Task goal.
Start at the line below containing "white trim, that would be wonderful." and stop at the line containing "Target: sky". Repeat every line of that stretch exactly, and nothing outside it.

Data section: Begin

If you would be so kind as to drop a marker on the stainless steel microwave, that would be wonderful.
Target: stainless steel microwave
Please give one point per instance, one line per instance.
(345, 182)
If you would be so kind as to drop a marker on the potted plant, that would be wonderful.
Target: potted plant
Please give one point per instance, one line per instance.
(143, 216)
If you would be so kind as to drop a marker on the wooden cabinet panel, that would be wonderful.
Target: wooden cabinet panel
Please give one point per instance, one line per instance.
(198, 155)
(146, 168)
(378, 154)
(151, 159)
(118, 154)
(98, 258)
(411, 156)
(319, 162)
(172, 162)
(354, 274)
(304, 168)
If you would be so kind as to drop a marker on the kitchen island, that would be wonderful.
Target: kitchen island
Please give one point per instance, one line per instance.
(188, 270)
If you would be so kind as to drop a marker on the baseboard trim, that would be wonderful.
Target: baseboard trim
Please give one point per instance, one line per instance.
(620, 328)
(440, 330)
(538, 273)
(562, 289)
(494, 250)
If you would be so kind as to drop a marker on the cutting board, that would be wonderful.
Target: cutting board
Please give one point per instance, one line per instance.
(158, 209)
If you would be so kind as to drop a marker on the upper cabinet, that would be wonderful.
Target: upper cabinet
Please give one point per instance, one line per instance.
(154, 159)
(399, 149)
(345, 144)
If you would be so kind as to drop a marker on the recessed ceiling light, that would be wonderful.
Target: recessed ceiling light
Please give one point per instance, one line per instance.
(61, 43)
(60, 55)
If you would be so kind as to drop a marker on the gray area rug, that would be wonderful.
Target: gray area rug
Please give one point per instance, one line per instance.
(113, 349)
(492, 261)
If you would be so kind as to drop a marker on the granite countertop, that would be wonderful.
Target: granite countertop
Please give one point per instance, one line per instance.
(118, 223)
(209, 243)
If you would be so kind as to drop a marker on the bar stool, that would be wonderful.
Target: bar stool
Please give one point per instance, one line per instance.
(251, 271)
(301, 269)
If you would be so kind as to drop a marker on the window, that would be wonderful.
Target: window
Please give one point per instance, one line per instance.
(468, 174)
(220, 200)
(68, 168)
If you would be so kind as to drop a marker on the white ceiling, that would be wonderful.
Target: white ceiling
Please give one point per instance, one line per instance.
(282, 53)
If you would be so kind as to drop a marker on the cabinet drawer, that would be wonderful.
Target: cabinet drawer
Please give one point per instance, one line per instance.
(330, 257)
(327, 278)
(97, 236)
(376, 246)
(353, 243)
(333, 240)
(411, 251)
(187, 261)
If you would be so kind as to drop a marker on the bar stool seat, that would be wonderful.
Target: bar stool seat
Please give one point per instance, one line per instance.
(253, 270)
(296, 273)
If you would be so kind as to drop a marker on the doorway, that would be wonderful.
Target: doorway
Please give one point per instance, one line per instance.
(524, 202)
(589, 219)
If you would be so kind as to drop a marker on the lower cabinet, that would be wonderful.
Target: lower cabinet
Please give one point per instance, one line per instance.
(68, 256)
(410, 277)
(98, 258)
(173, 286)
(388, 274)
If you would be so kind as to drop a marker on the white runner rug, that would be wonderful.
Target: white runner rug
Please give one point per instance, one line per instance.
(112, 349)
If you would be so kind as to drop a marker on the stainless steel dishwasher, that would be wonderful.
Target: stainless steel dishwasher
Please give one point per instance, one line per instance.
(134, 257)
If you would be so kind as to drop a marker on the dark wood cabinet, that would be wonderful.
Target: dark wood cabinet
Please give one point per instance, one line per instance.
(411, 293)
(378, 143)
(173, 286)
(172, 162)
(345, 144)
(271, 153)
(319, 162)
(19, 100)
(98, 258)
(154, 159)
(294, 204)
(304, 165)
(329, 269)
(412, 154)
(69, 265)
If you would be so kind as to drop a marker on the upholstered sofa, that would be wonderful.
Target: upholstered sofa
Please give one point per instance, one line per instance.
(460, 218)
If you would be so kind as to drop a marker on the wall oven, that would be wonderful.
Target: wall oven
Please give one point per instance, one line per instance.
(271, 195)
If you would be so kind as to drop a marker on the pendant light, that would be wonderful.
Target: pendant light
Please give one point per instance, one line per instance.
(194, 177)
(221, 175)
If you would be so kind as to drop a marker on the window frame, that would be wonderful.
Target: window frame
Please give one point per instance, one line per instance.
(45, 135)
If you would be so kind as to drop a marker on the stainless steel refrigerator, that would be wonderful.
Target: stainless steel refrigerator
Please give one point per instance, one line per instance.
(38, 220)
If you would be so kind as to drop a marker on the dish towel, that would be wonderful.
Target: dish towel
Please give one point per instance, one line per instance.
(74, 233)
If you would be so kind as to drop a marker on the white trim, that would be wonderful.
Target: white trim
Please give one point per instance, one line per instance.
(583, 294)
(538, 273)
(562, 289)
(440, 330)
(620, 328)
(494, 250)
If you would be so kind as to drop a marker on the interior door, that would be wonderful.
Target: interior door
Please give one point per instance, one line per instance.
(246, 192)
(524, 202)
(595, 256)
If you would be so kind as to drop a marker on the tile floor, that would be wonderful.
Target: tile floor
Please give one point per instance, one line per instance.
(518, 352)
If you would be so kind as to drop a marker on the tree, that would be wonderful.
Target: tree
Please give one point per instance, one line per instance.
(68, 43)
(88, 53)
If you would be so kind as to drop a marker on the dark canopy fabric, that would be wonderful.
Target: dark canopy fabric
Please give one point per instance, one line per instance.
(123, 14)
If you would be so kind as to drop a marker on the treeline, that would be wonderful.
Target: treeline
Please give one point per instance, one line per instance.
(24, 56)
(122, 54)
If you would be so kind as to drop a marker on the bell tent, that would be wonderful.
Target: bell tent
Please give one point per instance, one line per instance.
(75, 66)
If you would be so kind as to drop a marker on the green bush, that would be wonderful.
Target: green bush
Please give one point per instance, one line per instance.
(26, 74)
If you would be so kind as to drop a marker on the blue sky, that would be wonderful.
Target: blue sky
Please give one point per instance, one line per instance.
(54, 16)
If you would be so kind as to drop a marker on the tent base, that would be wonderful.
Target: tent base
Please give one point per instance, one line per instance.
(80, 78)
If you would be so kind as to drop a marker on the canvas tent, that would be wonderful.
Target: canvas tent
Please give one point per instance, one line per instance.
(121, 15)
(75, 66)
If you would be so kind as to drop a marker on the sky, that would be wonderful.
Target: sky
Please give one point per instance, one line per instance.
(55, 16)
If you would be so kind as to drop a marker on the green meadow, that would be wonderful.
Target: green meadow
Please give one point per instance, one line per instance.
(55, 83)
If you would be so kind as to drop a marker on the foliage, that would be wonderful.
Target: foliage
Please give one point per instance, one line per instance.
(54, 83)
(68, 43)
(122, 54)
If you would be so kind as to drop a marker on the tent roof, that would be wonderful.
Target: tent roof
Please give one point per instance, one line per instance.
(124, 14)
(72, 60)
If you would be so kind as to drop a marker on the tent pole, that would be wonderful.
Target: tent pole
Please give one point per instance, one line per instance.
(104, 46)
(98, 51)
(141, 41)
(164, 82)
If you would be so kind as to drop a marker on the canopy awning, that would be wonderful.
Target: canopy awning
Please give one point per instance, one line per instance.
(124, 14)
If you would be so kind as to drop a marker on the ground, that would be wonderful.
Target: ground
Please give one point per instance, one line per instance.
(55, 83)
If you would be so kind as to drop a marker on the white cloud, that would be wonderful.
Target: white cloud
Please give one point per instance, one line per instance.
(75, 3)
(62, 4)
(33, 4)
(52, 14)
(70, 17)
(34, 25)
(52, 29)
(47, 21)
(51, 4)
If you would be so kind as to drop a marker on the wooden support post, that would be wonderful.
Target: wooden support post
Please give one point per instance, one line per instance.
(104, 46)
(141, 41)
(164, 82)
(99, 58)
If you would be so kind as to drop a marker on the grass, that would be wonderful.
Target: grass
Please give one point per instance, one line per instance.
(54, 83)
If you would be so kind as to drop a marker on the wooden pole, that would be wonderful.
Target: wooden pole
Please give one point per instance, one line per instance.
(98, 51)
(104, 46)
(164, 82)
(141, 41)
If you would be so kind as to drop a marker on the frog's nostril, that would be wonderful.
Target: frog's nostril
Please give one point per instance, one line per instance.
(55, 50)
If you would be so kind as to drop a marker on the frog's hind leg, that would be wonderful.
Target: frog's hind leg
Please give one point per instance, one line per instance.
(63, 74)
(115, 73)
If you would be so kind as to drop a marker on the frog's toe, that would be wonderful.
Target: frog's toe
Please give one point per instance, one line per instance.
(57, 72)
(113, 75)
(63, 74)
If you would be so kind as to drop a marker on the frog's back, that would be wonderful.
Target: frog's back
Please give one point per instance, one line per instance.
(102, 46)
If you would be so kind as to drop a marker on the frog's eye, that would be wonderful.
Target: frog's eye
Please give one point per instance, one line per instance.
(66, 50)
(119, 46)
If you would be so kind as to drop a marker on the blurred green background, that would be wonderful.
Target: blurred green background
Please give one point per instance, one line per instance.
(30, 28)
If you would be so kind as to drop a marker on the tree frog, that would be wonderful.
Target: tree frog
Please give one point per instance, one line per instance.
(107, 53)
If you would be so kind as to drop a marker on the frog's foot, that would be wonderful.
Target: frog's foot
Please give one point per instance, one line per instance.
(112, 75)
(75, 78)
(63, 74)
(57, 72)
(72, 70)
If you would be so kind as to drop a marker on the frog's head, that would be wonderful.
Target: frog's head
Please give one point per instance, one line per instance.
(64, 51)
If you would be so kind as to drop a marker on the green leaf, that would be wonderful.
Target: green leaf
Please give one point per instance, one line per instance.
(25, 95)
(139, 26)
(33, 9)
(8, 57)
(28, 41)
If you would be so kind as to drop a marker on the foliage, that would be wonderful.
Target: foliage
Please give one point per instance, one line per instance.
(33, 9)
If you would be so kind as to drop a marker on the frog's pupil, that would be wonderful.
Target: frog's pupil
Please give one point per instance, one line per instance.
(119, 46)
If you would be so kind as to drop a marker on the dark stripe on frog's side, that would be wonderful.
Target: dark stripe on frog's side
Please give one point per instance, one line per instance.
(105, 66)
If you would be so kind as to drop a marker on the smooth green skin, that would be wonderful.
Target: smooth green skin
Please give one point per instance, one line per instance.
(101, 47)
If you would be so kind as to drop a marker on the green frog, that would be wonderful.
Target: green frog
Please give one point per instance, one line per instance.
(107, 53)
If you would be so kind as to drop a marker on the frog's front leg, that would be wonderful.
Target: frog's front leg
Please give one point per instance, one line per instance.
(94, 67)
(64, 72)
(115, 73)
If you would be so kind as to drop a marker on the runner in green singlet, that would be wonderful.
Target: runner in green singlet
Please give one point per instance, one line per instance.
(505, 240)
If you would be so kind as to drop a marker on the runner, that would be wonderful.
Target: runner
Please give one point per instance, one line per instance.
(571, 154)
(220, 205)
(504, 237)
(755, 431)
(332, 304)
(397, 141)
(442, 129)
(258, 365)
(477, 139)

Data section: End

Output below.
If you would be so kind as to drop a marker on the white trim, that would be wonderful.
Target: white trim
Please give one point per instance, one line per instance.
(583, 294)
(538, 273)
(562, 289)
(440, 330)
(620, 328)
(494, 250)
If you would be so kind as to drop a marker on the interior door, that would be wonderful.
Target: interior door
Please give one point per instance, one line per instance.
(246, 192)
(524, 202)
(595, 256)
If you would be so kind as to drop a marker on the tile floor, that would be wonderful.
Target: tile floor
Please give one point per instance, one line per instance.
(518, 352)
If you would be so kind as to drop a marker on the tree, that would be wonderful.
Target: tree
Please give one point per instance, one line per instance.
(68, 43)
(88, 53)
If you would be so kind as to drop a marker on the dark canopy fabric, that would be wonderful.
Target: dark canopy fabric
Please give one point per instance, one line per instance.
(123, 14)
If you would be so kind as to drop a marker on the treeline, that would be wonderful.
Target: treeline
Please give one point per instance, one line per instance.
(24, 56)
(122, 54)
If you would be so kind as to drop a marker on the bell tent, that would be wonderful.
Target: bell tent
Please give one point per instance, one line per instance.
(75, 66)
If you would be so kind as to drop a marker on the green bush, that would be wonderful.
Target: green bush
Please give one point per instance, one line per instance.
(26, 74)
If you would be so kind as to drop a marker on the blue sky, that would be wonderful.
Target: blue sky
Please give one point per instance, one line per instance.
(54, 16)
If you would be so kind as to drop a marker on the tent base, that would be wonderful.
Target: tent base
Please give one point per instance, one line per instance.
(80, 78)
If you would be so kind as to drop a marker on the canvas tent, that would be wonderful.
Target: canvas tent
Please give one point per instance, one line per instance.
(121, 15)
(75, 66)
If you would be so kind as to drop a marker on the sky, that would be wonderful.
Target: sky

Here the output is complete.